* _Text_:
»»

Ein Fingerhut hat mehr Tiefe

Von Maximilian Zwingel

Fortsetzungen sind eine Kunst, besonders dann, wenn man sie eigentlich nicht geplant hatte. André Aciman hat es trotzdem gewagt und die Geschichte seines gelungenen Romans Call Me By Your Name von 2007 nur zwölf Jahre später weitererzählt. Und das gar nicht mal so gut.

Stell dir vor, du hast ein Buch geschrieben, das deine Leser*innen lieben. Es begleitet zwei Menschen durch einen italienischen Sommer, während dessen sie sich kennen und lieben lernen. Das Buch wird sogar verfilmt und auch dieser Film wird mehrfach für Preise nominiert und unter anderem mit einem BAFTA und Oscar ausgezeichnet. Das Buch ist sogar so beliebt, dass du dich genötigt siehst, eine Fortsetzung zu schreiben, um den Figuren den Abschluss zu geben, den die Fans sich wünschen und den du ihnen geben möchtest. Und dann schreibst du Find Me — Finde Mich.

««

* _Extrahiertes Material_:
»»

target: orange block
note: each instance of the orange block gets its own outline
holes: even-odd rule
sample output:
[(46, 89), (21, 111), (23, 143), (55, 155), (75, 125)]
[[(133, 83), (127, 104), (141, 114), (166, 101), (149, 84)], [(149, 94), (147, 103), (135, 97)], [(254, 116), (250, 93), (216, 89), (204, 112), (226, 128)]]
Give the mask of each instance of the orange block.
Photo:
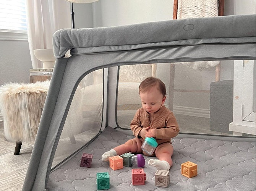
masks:
[(123, 158), (118, 155), (109, 157), (109, 167), (114, 170), (123, 168)]
[(190, 161), (181, 164), (181, 175), (188, 178), (197, 175), (197, 165)]

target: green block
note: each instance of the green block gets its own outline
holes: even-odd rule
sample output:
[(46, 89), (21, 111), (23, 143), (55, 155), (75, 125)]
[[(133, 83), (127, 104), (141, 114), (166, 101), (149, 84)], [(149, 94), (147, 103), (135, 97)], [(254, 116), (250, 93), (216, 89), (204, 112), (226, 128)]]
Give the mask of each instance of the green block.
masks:
[(109, 189), (109, 175), (108, 172), (99, 172), (97, 174), (97, 189)]
[(131, 157), (134, 155), (133, 154), (132, 154), (131, 153), (126, 152), (120, 156), (121, 157), (123, 158), (124, 166), (127, 167), (130, 167), (131, 166)]

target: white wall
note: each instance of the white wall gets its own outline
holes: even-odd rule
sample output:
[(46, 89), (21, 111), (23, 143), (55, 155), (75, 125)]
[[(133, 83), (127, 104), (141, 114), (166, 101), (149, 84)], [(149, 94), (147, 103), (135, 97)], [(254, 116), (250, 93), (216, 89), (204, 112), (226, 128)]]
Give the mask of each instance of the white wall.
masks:
[(28, 41), (0, 40), (0, 86), (29, 81), (32, 64)]

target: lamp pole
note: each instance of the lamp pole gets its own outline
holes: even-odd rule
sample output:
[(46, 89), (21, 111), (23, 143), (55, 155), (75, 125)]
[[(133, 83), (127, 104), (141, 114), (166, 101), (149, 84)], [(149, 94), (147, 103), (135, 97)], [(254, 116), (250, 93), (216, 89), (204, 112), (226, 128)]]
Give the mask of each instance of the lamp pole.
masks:
[(73, 5), (73, 3), (72, 3), (72, 12), (71, 14), (72, 15), (72, 28), (75, 29), (75, 12), (74, 12), (74, 5)]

««

* _Schriftliche Aufgabe_:
In welchem Jahr erschien der Roman „Call Me By Your Name“ laut der Rezension?

* _Ergebnis dieser Aufgabe_:
Der Roman erschien 2007.